* _Instruction_
Reproduce the speech critique verbatim, from "1) Taylor Mali" to "of its engagement.".

* _Passage given_
1) Taylor Mali uses his personal story to convey his passion. The eloquence and fluidity of his speech allows the audience full immersion into what he's saying. The obvious time that he spent practicing his speech in no way stifles his words, it only amplifies them. The story Mali uses creates a foundation for him to work from and connect back to as he speaks, which makes his speech more memorable through the meaningful repetition. I think that emotion is the most prominent and impacting influence on Mali's speech because without the connection he makes through his emotional delivery, the speech would be void of its engagement.
2)The biggest mistake that this speaker makes is that he hasn't memorized his speech. This seems like something small and insignificant in regards to the rest of his mistakes, but if he had memorized his speech, he would've been able to apply intonation in the appropriate places instead of everywhere in the hopes of sounding passionate. However, his "passion" still isn't sufficient because it makes him look ill-prepared and undermines his approach. If he was passionate about his cause, wouldn't he have put the effort in to make his speech organized and excellent? Every example that this speaker uses is completely drowned out by his enthusiasm and becomes irrelevant to the audience because they're so caught up in his demeanor. He makes himself look foolish, which pulls me away from supporting his cause instead of buying into it. His strongest element is being memorable (this needs no explanation).

* _Dataset entries_
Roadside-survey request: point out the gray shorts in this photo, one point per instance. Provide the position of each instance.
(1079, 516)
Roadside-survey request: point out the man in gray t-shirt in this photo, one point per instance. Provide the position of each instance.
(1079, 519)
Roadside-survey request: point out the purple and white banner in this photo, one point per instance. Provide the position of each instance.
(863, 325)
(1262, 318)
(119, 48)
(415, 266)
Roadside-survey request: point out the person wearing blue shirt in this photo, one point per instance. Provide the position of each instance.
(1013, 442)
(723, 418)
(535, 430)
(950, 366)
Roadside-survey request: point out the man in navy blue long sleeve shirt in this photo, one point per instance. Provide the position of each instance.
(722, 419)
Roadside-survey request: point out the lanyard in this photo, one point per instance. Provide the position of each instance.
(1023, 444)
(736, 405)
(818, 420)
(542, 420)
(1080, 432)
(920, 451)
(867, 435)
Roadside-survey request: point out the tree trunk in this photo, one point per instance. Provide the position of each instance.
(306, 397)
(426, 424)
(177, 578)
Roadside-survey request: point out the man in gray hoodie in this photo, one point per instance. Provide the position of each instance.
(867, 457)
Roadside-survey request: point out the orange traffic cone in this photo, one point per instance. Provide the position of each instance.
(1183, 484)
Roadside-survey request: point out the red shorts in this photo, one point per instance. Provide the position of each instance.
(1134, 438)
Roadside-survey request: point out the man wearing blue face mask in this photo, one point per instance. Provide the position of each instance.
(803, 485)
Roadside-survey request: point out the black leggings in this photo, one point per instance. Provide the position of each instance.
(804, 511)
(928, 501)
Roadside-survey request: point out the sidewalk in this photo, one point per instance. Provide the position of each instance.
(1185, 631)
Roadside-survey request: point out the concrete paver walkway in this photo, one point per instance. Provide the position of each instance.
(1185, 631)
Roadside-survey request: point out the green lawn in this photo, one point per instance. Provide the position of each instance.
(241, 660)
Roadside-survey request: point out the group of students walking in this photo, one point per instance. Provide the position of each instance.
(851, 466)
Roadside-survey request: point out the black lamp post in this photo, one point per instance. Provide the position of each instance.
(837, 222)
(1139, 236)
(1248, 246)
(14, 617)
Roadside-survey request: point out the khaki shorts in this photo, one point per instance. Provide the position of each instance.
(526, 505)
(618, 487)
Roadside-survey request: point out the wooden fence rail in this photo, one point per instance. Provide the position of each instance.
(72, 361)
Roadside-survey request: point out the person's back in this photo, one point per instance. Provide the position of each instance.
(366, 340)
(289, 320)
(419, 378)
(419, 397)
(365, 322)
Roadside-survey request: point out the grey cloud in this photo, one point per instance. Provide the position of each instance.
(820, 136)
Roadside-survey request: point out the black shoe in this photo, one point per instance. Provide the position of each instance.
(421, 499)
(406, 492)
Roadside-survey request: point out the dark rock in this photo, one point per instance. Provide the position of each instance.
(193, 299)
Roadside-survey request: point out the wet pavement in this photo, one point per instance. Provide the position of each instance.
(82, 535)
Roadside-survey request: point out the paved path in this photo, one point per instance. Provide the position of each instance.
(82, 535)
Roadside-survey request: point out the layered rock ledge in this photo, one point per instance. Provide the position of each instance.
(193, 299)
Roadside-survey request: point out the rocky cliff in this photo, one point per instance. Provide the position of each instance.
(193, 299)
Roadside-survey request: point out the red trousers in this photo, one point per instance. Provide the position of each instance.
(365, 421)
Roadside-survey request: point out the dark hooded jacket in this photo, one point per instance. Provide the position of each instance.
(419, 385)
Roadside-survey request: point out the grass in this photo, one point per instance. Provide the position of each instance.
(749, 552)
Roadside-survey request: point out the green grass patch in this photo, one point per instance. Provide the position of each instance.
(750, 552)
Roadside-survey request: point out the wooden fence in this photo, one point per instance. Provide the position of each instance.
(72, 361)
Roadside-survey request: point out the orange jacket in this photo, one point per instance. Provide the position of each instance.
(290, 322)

* _Correct answer_
1) Taylor Mali uses his personal story to convey his passion. The eloquence and fluidity of his speech allows the audience full immersion into what he's saying. The obvious time that he spent practicing his speech in no way stifles his words, it only amplifies them. The story Mali uses creates a foundation for him to work from and connect back to as he speaks, which makes his speech more memorable through the meaningful repetition. I think that emotion is the most prominent and impacting influence on Mali's speech because without the connection he makes through his emotional delivery, the speech would be void of its engagement.